Below are the entries; transcribe them exactly and drop every picture.

═════ Records provided ═════

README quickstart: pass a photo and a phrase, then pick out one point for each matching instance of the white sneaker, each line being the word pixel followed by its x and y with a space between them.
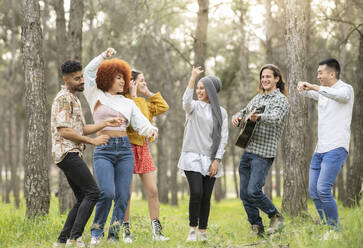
pixel 331 235
pixel 202 236
pixel 57 244
pixel 77 243
pixel 126 233
pixel 192 236
pixel 95 241
pixel 156 230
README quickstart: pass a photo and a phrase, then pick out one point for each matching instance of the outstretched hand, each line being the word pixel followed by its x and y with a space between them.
pixel 109 52
pixel 115 122
pixel 196 71
pixel 153 135
pixel 236 120
pixel 301 86
pixel 133 88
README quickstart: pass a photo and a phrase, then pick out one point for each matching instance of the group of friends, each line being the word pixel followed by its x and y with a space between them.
pixel 123 107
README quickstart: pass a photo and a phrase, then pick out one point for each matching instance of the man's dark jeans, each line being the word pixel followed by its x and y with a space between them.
pixel 86 191
pixel 253 170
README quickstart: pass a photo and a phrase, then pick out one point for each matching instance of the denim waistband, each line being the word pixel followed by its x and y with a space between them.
pixel 118 140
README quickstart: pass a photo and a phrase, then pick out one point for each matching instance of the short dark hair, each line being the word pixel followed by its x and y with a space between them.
pixel 333 64
pixel 70 66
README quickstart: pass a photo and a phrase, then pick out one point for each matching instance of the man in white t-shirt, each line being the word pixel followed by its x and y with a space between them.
pixel 335 105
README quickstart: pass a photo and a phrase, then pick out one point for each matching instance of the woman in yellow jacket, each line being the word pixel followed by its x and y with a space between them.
pixel 144 165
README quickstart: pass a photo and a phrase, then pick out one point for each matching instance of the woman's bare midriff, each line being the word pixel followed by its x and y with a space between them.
pixel 112 134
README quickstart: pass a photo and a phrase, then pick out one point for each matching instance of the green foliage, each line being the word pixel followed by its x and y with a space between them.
pixel 228 227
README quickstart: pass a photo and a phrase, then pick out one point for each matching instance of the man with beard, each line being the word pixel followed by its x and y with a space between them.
pixel 68 142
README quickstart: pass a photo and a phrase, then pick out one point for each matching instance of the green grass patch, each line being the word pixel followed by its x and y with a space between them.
pixel 228 227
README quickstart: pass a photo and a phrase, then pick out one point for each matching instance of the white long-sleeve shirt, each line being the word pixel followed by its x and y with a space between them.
pixel 198 161
pixel 117 102
pixel 335 107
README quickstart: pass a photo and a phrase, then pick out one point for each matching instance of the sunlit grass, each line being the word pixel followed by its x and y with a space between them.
pixel 228 227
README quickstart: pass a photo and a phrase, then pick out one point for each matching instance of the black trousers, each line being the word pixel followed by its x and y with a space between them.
pixel 201 188
pixel 86 191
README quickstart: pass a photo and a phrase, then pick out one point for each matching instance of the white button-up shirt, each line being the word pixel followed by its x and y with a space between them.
pixel 335 107
pixel 194 161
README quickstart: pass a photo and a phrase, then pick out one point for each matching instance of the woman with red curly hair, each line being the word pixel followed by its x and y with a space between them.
pixel 106 81
pixel 144 166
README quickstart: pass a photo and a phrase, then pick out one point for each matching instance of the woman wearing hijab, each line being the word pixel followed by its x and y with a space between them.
pixel 205 137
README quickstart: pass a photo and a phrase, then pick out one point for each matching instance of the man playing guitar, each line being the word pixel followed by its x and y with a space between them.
pixel 261 149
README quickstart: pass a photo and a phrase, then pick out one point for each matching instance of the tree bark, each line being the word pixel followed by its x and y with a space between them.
pixel 75 30
pixel 65 194
pixel 162 158
pixel 355 172
pixel 295 172
pixel 37 193
pixel 200 42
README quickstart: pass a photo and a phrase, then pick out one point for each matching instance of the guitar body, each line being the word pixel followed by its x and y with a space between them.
pixel 248 129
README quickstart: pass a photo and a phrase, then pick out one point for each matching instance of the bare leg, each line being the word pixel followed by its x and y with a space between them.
pixel 127 214
pixel 151 190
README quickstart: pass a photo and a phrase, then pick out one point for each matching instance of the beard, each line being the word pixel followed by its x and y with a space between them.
pixel 79 88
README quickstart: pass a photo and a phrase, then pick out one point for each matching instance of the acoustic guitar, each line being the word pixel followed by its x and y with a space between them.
pixel 247 128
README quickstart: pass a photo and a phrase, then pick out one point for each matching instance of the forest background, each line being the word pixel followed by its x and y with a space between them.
pixel 232 39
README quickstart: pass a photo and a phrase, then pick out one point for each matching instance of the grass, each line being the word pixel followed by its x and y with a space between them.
pixel 228 227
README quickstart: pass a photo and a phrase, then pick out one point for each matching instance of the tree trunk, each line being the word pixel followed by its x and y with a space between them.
pixel 75 30
pixel 66 198
pixel 268 60
pixel 162 158
pixel 295 172
pixel 36 169
pixel 200 42
pixel 278 164
pixel 13 143
pixel 355 173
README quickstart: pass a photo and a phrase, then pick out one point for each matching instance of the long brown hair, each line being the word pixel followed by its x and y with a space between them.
pixel 281 84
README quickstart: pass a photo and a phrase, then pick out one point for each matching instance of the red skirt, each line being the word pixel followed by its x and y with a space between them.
pixel 143 161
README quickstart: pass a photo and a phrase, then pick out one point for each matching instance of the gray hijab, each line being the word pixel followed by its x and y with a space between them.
pixel 213 85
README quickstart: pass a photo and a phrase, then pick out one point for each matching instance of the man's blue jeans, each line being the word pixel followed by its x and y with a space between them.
pixel 324 168
pixel 253 170
pixel 114 165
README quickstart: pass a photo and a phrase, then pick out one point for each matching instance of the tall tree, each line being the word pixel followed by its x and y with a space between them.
pixel 200 41
pixel 355 172
pixel 65 195
pixel 75 29
pixel 37 193
pixel 295 171
pixel 268 60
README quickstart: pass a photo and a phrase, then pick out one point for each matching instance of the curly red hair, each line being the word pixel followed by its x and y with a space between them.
pixel 107 73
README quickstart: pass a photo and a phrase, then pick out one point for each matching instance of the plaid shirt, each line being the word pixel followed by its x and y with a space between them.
pixel 271 124
pixel 66 112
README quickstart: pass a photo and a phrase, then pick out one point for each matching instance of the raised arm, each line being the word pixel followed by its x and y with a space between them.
pixel 342 94
pixel 224 136
pixel 140 123
pixel 90 73
pixel 188 103
pixel 157 104
pixel 307 92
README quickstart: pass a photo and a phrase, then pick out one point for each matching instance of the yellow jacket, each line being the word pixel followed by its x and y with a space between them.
pixel 156 106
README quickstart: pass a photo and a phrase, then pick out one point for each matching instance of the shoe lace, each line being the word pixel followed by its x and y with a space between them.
pixel 126 227
pixel 158 227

═════

§ Response area
README quickstart: pass a photo and a phrase, then pick out one point for each matching instance of the white sneaker, each line being the word pixel followed by its x and y with a space between them.
pixel 331 235
pixel 202 236
pixel 57 244
pixel 77 243
pixel 126 233
pixel 192 236
pixel 95 241
pixel 156 230
README quickstart: pass a photo and a phrase, then pick out one point for each matching instance of the outstretched hand, each line being the word pixel followed by its x and y with a space between them.
pixel 109 52
pixel 115 122
pixel 196 71
pixel 153 135
pixel 236 120
pixel 301 86
pixel 133 88
README quickstart: pass a photo and a phrase, then pick out one point for each matching instance of the group of friends, each line being the word pixel followed by its x and y with a space between them.
pixel 123 107
README quickstart: pass a photo and a phrase, then pick out one point for each matching instance of the man's dark jeans, each line being the word pixel followed by its x and y with a space between them.
pixel 86 191
pixel 253 170
README quickstart: pass a photo and a phrase, then pick out one point for each matching instance of the denim waistband, each line being the word pixel followed by its x and y with a space between them.
pixel 118 140
README quickstart: pass a photo and a phrase, then pick out one point for each matching instance of the short dark hair, each line being the word pixel followed by its x and y with a space between them.
pixel 333 64
pixel 70 66
README quickstart: pass a photo and a phrase, then pick out one point for each matching instance of the man in white t-shirt, each line being the word pixel followed by its x and y with a space between them.
pixel 335 105
README quickstart: pass a photo and a phrase, then pick out one point for each matching instance of the woman in yellow jacket, each line being the word pixel followed by its x and y with a space between them.
pixel 144 165
README quickstart: pass a photo and a phrase, then pick out one point for each matching instance of the woman's bare midriff, each line being the word pixel followed by its x and y with a space between them.
pixel 112 134
README quickstart: pass a photo and a phrase, then pick out one point for each matching instance of the green foliage, each line being the word pixel followed by its x and y with a space between them.
pixel 228 227
README quickstart: pass a photo and a phrase, then pick out one point for each matching instance of the man with beard, each line being the word pixel followed by its x and y with a space between them.
pixel 68 142
README quickstart: pass a photo and a phrase, then pick out one point for each matching instance of the green grass patch, each line being the word pixel followed by its x and y with a space between them.
pixel 228 227
README quickstart: pass a photo and a phrase, then pick out one point for each matching instance of the white long-sleeve shirt, each line being the word pixel followed by its x and y with a space between them.
pixel 198 161
pixel 117 102
pixel 335 107
README quickstart: pass a photo and a phrase, then pick out one point for each matching instance of the sunlit grass, each line being the word pixel followed by its x and y with a space between them.
pixel 228 227
README quickstart: pass a photo and a phrase, then pick out one point for each matching instance of the black trousers, each line being the word pixel followed by its x and y with a space between them.
pixel 201 188
pixel 86 191
README quickstart: pass a photo and a phrase, then pick out one point for each matching instance of the white button-up shirt, each line being the word pixel followed by its x and y with a space between them.
pixel 335 107
pixel 194 161
README quickstart: pass a photo and a phrase, then pick out one point for each matching instance of the woman with red curly hair, each line being the word pixel followed by its x and y with a space between them.
pixel 106 81
pixel 144 166
README quickstart: pass a photo and a phrase, then pick out one point for each matching instance of the woman wearing hijab, each line being the word pixel followed by its x and y with a space between them.
pixel 205 137
README quickstart: pass a photo and a phrase, then pick out one point for each matching instance of the man playing guitar, each line being the word pixel followed by its x and y with a space between them.
pixel 261 149
README quickstart: pass a photo and a phrase, then pick out one point for each matching instance of the tree bark, each line being the word pixel followed by its x and y with a space between them.
pixel 75 30
pixel 65 194
pixel 162 158
pixel 355 172
pixel 295 172
pixel 37 193
pixel 200 42
README quickstart: pass a photo and a phrase, then pick out one point for each matching instance of the guitar body, each line being the word pixel followed by its x and y with a space between them.
pixel 248 129
README quickstart: pass a photo and a phrase, then pick out one point for each matching instance of the bare leg, each line being the word pixel followed by its x and y with a space between them.
pixel 127 214
pixel 151 190
README quickstart: pass a photo and a phrase, then pick out one point for each matching instance of the beard, each line being the word pixel followed by its x and y with a space between them.
pixel 79 88
README quickstart: pass a photo and a phrase, then pick out one point for each matching instance of the acoustic guitar, each line being the word pixel followed by its x and y with a space between them.
pixel 247 128
README quickstart: pass a photo and a phrase, then pick out one point for each matching instance of the forest background, each line being the word pixel followed by its x and y with a space between them.
pixel 232 39
README quickstart: pass a photo and a phrase, then pick out one point for each matching instance of the grass, each line being the word pixel followed by its x and y with a space between them.
pixel 228 227
README quickstart: pass a photo and a phrase, then pick out one point for each matching instance of the tree trunk, each line being the word pixel followed by its x and y with a space between them.
pixel 75 30
pixel 66 198
pixel 268 60
pixel 162 158
pixel 295 172
pixel 36 169
pixel 200 42
pixel 278 164
pixel 13 143
pixel 355 173
README quickstart: pass a photo and a phrase, then pick out one point for each matching instance of the long brown hair, each line being the word pixel followed by its x and y with a space between them.
pixel 281 84
README quickstart: pass a photo and a phrase, then pick out one point for each matching instance of the red skirt, each line being the word pixel followed by its x and y with a space between them.
pixel 143 161
README quickstart: pass a photo and a phrase, then pick out one point for each matching instance of the gray hijab, each line being the word pixel followed by its x and y with a space between them.
pixel 213 85
README quickstart: pass a photo and a phrase, then pick out one point for each matching instance of the man's blue jeans, each line being the word pixel followed by its x and y with a space between them.
pixel 324 168
pixel 253 170
pixel 114 165
README quickstart: pass a photo and a phrase, then pick out one point for each matching instance of the tall tree, each line being the word pixel followed by its x and y with a space between them.
pixel 200 41
pixel 355 172
pixel 65 195
pixel 75 29
pixel 37 193
pixel 295 171
pixel 268 60
README quickstart: pass a photo and a phrase, then pick out one point for each matching instance of the curly red hair, each line being the word pixel followed by its x and y with a space between them.
pixel 107 73
README quickstart: pass a photo and a phrase, then pick out one point for each matching instance of the plaid shirt, each line being the word pixel followed by its x and y with a space between them.
pixel 271 124
pixel 66 112
README quickstart: pass a photo and a phrase, then pick out one point for each matching instance of the raised arm, each line being the word pixel followed by its x and y with a space between them.
pixel 342 94
pixel 224 136
pixel 140 123
pixel 90 73
pixel 188 103
pixel 157 104
pixel 307 92
README quickstart: pass a photo and a phrase, then pick out one point for each matching instance of the yellow jacket, each line being the word pixel followed by its x and y with a space between them.
pixel 156 106
README quickstart: pass a photo and a phrase, then pick out one point for each matching instance of the shoe lace, each line being the word pixel followed by its x and y with a space between them.
pixel 126 227
pixel 158 227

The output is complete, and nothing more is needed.